:: TASK ITEM ::
According to the passage on Shakespeare's Richard III below, how old was Edward V when he was placed in the Tower of London?

:: PASSAGE PROVIDED ::
What are the historical implications of the play, Richard III?
Shakespeare's Richard III tells the story of Richard, Duke of Gloucester, who was the brother of Edward the IV and the Duke of Clarence.
Upon the death of his brother the King, Richard and his wife Anne usurped the crown of England by placing the legitimate heir to the throne, the 12 year old Edward V, and his brother in the tower of London from where they disappeared.
Eventually Richard died after only two years of reigning after the wife of the dead King used the help of a little known exiled Welshman from the Lancastrian lineage, Henry Tudor, to battle down Richard, marry the heiress of the Duchy of York, and become King Henry VII, the first Tudor King.
The historical consequences of Richard III is that it created several myths and legends about him that supercede his virtues- albeit fairly-and told a very explosive story a la reality show of what went on.
First, Richard became known as the possible plotter and murderer of "the princes in the tower"- a scandal of the time basically stating that two children were murdered by their sick uncle who had already betrayed their father.

:: LISTED RECORDS ::
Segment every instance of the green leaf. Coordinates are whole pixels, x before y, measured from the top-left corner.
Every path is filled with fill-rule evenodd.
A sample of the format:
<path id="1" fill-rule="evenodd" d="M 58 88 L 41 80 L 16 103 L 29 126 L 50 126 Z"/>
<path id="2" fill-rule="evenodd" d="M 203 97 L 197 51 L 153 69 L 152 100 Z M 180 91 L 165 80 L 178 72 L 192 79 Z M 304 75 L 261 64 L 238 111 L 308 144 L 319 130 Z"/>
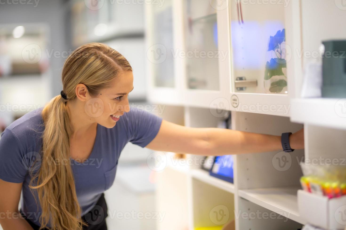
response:
<path id="1" fill-rule="evenodd" d="M 272 93 L 280 93 L 282 91 L 284 87 L 287 86 L 286 80 L 282 79 L 272 82 L 270 84 L 269 91 Z"/>
<path id="2" fill-rule="evenodd" d="M 264 80 L 268 80 L 273 76 L 283 76 L 282 68 L 286 67 L 286 60 L 284 59 L 272 58 L 270 62 L 267 61 L 265 64 Z"/>

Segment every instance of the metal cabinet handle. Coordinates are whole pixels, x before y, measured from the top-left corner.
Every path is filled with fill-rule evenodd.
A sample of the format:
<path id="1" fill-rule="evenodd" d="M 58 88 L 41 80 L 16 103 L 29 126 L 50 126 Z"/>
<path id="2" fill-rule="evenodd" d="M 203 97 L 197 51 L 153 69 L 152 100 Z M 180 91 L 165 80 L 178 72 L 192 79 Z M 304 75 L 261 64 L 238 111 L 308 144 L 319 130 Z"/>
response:
<path id="1" fill-rule="evenodd" d="M 234 81 L 236 87 L 257 86 L 257 80 L 239 80 Z"/>

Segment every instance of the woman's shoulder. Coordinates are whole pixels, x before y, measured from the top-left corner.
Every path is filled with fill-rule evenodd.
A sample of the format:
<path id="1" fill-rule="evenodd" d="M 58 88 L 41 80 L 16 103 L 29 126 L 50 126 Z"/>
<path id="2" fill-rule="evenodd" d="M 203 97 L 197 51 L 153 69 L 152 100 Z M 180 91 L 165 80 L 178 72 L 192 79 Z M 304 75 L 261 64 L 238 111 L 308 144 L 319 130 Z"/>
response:
<path id="1" fill-rule="evenodd" d="M 10 133 L 21 142 L 37 139 L 44 129 L 41 115 L 43 108 L 42 107 L 32 110 L 14 121 L 6 127 L 1 137 Z"/>

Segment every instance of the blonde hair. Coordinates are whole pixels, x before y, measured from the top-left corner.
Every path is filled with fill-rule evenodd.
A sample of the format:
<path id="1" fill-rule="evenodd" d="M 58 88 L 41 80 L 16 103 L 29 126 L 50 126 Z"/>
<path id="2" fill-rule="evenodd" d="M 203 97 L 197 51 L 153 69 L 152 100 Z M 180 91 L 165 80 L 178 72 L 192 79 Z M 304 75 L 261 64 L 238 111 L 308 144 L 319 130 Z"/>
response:
<path id="1" fill-rule="evenodd" d="M 67 100 L 59 95 L 43 109 L 42 162 L 30 182 L 30 187 L 37 190 L 42 208 L 40 229 L 48 228 L 49 222 L 52 230 L 81 230 L 87 226 L 81 218 L 70 164 L 55 163 L 70 159 L 69 140 L 73 130 L 65 102 L 76 98 L 77 84 L 84 84 L 91 96 L 96 96 L 100 90 L 110 87 L 115 78 L 128 71 L 132 68 L 126 59 L 101 43 L 81 46 L 65 61 L 62 78 Z M 34 185 L 36 179 L 37 184 Z"/>

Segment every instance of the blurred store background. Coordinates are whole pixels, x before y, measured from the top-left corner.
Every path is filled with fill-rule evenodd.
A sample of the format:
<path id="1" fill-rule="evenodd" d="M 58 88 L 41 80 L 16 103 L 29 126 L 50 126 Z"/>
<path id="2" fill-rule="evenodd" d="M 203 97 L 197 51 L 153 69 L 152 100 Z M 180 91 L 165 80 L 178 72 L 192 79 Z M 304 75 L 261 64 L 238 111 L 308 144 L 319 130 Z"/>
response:
<path id="1" fill-rule="evenodd" d="M 145 6 L 136 1 L 95 2 L 0 2 L 0 133 L 60 93 L 65 59 L 89 42 L 105 43 L 126 58 L 134 70 L 130 104 L 148 104 Z M 129 143 L 122 152 L 115 181 L 106 194 L 112 214 L 155 211 L 155 178 L 147 164 L 152 152 Z M 109 229 L 155 229 L 153 218 L 115 216 L 107 218 Z"/>

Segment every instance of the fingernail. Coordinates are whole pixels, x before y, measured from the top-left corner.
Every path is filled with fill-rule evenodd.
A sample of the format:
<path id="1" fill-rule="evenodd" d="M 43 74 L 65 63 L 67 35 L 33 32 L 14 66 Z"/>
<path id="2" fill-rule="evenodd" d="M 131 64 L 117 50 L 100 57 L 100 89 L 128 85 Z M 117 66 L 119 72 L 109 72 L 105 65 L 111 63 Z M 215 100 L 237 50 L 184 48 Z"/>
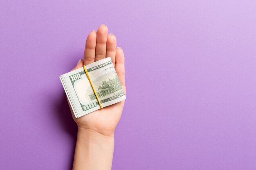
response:
<path id="1" fill-rule="evenodd" d="M 76 64 L 76 65 L 78 64 L 79 64 L 79 62 L 81 62 L 81 61 L 82 61 L 82 59 L 80 59 L 80 60 L 78 61 L 78 62 L 77 63 L 77 64 Z"/>

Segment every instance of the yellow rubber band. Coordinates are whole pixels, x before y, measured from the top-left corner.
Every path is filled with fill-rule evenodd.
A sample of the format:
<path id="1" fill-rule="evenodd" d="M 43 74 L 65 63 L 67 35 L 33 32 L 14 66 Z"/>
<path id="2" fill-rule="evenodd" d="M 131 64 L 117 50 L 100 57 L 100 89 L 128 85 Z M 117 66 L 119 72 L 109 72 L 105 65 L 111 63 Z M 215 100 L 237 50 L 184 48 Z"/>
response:
<path id="1" fill-rule="evenodd" d="M 91 84 L 91 85 L 92 86 L 92 89 L 93 90 L 93 91 L 94 92 L 94 94 L 95 95 L 95 96 L 96 96 L 96 98 L 97 99 L 97 100 L 99 102 L 99 106 L 101 106 L 101 108 L 103 108 L 102 106 L 101 106 L 101 101 L 99 100 L 99 99 L 98 97 L 98 95 L 97 95 L 97 93 L 96 93 L 96 91 L 95 89 L 94 88 L 94 87 L 93 86 L 93 85 L 92 84 L 92 82 L 91 80 L 91 79 L 90 77 L 89 76 L 89 74 L 88 74 L 88 72 L 87 72 L 87 70 L 86 70 L 86 68 L 85 68 L 85 66 L 83 65 L 83 68 L 84 69 L 85 71 L 85 73 L 86 73 L 86 75 L 87 75 L 87 77 L 88 77 L 88 79 L 89 79 L 89 81 Z"/>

:: ANSWER SPACE ::
He was 12 years old.